PROBLÈME COURT:
Reproduisez fidèlement le passage du texte sur Paro et l'honneur compris entre « C’est là un » et « font chuter l’homme. », ces deux bornes incluses.

TEXTE FOURNI:

Or dans sa recherche de l’honneur, Paro a complètement perdu son intelligence et n’a pas réussi à faire un examen de conscience et à renvoyer Israël, parce qu’il vivait dans une erreur profonde : il pensait que l’honneur était le centre et le but de la vie, et refusait de rechercher la vérité et la justice. C’est pourquoi il ne pouvait pas procéder à un examen de conscience et se dire « j’ai tort ».
C’est là un message important pour le peuple d’Israël : la Torah est l’essentiel, et sans elle, l’homme n’est rien et il ne peut même pas examiner simplement ses actes. C’est ce que D. a montré aux bnei Israël par les nombreuses plaies qu’Il a envoyées à Paro. A chaque fois, celui-ci promettait de laisser partir le peuple, puis il revenait sur sa décision, à cause de sa poursuite des honneurs. C’est la raison pour laquelle Hachem n’a pas voulu en finir avec lui avec une seule plaie, mais en a envoyé de nombreuses, afin que les bnei Israël remarquent à quel point l’honneur et le manque de Torah font chuter l’homme.

Entrées d'annotation de régions:
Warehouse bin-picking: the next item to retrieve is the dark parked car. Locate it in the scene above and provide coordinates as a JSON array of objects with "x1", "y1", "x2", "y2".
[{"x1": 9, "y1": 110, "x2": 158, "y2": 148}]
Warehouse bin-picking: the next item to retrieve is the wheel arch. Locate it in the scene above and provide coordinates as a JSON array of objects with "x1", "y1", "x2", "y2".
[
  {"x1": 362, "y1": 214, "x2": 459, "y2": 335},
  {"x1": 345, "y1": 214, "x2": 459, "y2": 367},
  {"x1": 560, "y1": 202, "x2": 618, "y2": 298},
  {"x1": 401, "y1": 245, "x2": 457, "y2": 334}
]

RÉPONSE ATTENDUE:
C’est là un message important pour le peuple d’Israël : la Torah est l’essentiel, et sans elle, l’homme n’est rien et il ne peut même pas examiner simplement ses actes. C’est ce que D. a montré aux bnei Israël par les nombreuses plaies qu’Il a envoyées à Paro. A chaque fois, celui-ci promettait de laisser partir le peuple, puis il revenait sur sa décision, à cause de sa poursuite des honneurs. C’est la raison pour laquelle Hachem n’a pas voulu en finir avec lui avec une seule plaie, mais en a envoyé de nombreuses, afin que les bnei Israël remarquent à quel point l’honneur et le manque de Torah font chuter l’homme.